Add the scores together and rank them.

What marketing activities should a B2B SME prioritise first?

Here’s an example marketing plan scored using the three-factor model, showing how a typical B2B SME backlog looks when you’re honest about impact, confidence and effort.

 

Rank Activity Strategy Fit Impact Confidence Effort Total
1= Create two case studies 5 5 4 3 17
1= Set up email follow-up for inbound leads 5 4 4 4 17
3 Refresh core service pages 4 4 4 3 15
4 Start a big SEO content push 3 4 3 2 12
5 Post more regularly on LinkedIn 3 3 2 4 12
6 Run a small paid test 3 3 2 3 11
7 Update the brochure 2 2 3 3 10
8 Launch a webinar 2 3 2 1 8

 

Why the table ranks this way

Rank 1= case studies (17)

Strong strategy fit because case studies directly support the goal of generating qualified enquiries – they give prospects the proof they need to take the next step. High impact, solid confidence and the effort is justified by the return across every channel.

Rank 1= email follow-up for inbound leads (17)

Most businesses are slower to follow up than they think, which means leads go cold before they’re properly qualified. This scores full marks on strategy fit because it directly improves conversion from the enquiries the strategy is designed to generate.

Rank 3 refresh core service pages (15)

Clear, well-structured pages reduce friction at every stage of the funnel and support the goal of qualified enquiries. Scores one point lower on strategy fit because it’s more of an enabler than a direct driver.

Rank 4 SEO content push (12)

The strategy fit score drops because returns are slow-burning and the foundations need to be solid first. Right for some businesses, wrong timing for others – particularly if foundations aren’t solid yet. See also: 15 common SEO mistakes damaging your search rankings.

Rank 5 post more regularly on LinkedIn (12)

Consistency matters, but posting without a clear proposition tied to your strategy just just means more noise. Impact and confidence both improve once case studies and service pages are stronger.

Rank 6 paid test (11)

SET PROBLEM 1:
Extract the portion of the excerpt on marketing priorities between "Why the table" and "inbound leads (17)", inclusive.
SET PROBLEM 2:
Copy the lines of the listing below between the line holding "Where can you see the window muntin?" and the end of the listing, inclusive.

RAW RECORDS:
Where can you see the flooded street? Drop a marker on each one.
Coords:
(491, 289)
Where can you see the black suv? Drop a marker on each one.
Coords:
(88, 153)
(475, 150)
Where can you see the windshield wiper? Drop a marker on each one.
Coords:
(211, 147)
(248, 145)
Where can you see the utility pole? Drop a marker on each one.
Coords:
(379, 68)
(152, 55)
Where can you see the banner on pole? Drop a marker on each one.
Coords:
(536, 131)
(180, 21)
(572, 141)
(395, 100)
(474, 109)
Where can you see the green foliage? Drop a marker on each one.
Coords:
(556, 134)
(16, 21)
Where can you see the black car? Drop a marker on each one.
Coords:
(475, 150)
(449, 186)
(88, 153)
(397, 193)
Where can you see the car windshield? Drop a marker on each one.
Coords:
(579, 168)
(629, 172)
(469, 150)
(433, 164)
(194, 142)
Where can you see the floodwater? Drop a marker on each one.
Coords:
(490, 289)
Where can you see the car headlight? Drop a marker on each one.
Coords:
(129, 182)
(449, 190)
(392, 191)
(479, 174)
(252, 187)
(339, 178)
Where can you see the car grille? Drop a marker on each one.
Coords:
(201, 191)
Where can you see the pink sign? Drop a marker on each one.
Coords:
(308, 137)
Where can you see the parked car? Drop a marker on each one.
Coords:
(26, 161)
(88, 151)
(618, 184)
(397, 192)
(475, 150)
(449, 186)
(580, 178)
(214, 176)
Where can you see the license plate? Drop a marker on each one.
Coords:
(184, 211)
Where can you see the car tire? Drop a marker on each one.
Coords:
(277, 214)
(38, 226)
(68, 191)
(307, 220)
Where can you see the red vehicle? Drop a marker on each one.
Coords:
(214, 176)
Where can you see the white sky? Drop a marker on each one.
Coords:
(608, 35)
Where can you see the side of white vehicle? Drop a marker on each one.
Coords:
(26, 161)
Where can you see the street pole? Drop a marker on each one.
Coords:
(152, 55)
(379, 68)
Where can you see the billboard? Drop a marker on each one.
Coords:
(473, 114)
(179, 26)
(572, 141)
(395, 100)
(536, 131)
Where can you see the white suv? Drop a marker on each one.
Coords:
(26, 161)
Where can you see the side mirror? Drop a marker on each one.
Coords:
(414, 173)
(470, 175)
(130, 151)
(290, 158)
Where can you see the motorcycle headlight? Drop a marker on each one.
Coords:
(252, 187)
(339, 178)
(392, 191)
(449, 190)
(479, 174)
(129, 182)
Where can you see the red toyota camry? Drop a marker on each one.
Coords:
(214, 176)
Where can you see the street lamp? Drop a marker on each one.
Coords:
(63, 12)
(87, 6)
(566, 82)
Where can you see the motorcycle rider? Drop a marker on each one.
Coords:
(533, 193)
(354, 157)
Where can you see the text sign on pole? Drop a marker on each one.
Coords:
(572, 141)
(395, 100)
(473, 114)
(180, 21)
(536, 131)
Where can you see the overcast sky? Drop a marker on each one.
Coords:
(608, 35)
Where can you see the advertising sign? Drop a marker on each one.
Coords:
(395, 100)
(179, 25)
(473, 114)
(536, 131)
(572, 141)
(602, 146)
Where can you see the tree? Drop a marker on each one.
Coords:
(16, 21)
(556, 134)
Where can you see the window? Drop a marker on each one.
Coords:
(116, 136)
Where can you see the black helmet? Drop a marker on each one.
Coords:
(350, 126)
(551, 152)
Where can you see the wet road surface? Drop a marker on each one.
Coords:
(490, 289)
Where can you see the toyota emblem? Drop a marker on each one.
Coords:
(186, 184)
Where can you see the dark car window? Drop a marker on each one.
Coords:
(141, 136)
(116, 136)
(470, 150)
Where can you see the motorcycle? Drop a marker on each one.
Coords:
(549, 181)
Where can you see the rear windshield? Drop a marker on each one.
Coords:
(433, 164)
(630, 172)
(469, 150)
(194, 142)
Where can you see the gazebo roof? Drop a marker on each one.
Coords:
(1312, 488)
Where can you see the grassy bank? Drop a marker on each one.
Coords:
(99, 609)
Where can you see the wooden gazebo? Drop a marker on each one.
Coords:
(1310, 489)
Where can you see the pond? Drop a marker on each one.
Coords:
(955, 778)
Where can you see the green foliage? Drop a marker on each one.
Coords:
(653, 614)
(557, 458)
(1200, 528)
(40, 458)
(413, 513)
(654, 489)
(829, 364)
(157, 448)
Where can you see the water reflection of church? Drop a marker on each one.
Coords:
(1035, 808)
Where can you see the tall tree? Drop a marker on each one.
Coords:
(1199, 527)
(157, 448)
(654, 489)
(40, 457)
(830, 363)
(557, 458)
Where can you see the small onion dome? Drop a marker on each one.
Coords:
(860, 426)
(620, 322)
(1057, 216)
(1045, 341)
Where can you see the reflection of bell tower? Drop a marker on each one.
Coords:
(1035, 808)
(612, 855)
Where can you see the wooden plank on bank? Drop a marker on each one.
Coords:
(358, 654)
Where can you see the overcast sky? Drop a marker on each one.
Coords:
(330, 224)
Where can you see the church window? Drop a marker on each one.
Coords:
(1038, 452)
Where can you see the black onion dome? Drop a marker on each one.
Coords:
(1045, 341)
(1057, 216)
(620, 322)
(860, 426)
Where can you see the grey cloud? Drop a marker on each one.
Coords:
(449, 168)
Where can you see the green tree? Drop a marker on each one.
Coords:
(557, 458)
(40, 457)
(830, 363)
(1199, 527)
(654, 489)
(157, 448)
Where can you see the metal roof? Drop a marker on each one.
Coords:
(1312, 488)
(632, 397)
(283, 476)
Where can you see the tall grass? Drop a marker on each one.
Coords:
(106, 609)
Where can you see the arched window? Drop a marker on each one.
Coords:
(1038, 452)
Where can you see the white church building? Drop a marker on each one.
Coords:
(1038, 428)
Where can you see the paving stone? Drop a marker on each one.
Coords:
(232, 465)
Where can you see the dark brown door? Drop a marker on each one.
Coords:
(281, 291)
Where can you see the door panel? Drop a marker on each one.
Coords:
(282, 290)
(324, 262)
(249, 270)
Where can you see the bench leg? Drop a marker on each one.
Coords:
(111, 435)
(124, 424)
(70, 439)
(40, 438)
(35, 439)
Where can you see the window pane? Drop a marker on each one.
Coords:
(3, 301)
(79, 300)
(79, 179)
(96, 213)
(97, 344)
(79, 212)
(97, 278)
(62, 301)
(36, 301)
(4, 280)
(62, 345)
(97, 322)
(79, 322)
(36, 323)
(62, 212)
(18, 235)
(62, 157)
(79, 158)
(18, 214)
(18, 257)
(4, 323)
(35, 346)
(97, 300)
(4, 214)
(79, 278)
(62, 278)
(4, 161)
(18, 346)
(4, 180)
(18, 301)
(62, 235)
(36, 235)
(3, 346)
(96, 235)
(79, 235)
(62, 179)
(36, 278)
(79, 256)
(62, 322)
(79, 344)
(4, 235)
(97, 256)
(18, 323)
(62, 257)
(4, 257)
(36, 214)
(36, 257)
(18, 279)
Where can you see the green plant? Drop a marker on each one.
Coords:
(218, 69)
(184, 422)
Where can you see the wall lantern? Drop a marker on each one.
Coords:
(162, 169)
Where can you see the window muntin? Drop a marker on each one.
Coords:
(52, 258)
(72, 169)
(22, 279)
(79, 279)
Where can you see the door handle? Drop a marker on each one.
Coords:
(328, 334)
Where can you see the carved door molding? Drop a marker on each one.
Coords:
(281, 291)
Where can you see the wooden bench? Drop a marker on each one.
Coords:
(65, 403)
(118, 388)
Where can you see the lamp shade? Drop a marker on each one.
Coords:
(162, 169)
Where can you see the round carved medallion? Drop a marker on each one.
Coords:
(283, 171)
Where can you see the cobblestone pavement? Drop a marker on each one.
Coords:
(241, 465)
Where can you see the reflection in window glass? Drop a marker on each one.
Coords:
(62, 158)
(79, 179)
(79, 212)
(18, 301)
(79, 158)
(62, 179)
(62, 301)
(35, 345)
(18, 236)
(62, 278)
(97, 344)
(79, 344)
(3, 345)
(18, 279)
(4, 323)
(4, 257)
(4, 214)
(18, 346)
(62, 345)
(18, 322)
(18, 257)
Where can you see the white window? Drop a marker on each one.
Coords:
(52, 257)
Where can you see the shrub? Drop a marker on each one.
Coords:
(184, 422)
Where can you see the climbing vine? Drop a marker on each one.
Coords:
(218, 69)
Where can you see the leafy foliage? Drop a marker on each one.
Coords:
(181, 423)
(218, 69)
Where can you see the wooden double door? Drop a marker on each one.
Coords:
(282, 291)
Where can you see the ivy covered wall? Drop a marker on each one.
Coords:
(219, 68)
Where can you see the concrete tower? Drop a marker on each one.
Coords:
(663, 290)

CORRECT RESPONSE 1:
Why the table ranks this way

Rank 1= case studies (17)

Strong strategy fit because case studies directly support the goal of generating qualified enquiries – they give prospects the proof they need to take the next step. High impact, solid confidence and the effort is justified by the return across every channel.

Rank 1= email follow-up for inbound leads (17)

CORRECT RESPONSE 2:
Where can you see the window muntin? Drop a marker on each one.
Coords:
(52, 258)
(72, 169)
(22, 279)
(79, 279)
Where can you see the door handle? Drop a marker on each one.
Coords:
(328, 334)
Where can you see the carved door molding? Drop a marker on each one.
Coords:
(281, 291)
Where can you see the wooden bench? Drop a marker on each one.
Coords:
(65, 403)
(118, 388)
Where can you see the lamp shade? Drop a marker on each one.
Coords:
(162, 169)
Where can you see the round carved medallion? Drop a marker on each one.
Coords:
(283, 171)
Where can you see the cobblestone pavement? Drop a marker on each one.
Coords:
(241, 465)
Where can you see the reflection in window glass? Drop a marker on each one.
Coords:
(62, 158)
(79, 179)
(79, 212)
(18, 301)
(79, 158)
(62, 179)
(62, 301)
(35, 345)
(18, 236)
(62, 278)
(97, 344)
(79, 344)
(3, 345)
(18, 279)
(4, 323)
(4, 257)
(4, 214)
(18, 346)
(62, 345)
(18, 322)
(18, 257)
Where can you see the white window? Drop a marker on each one.
Coords:
(52, 257)
Where can you see the shrub? Drop a marker on each one.
Coords:
(184, 422)
Where can you see the climbing vine? Drop a marker on each one.
Coords:
(218, 69)
Where can you see the leafy foliage? Drop a marker on each one.
Coords:
(181, 423)
(218, 69)
Where can you see the wooden double door? Drop a marker on each one.
Coords:
(282, 291)
Where can you see the ivy covered wall? Drop a marker on each one.
Coords:
(219, 68)
Where can you see the concrete tower? Drop a marker on each one.
Coords:
(663, 290)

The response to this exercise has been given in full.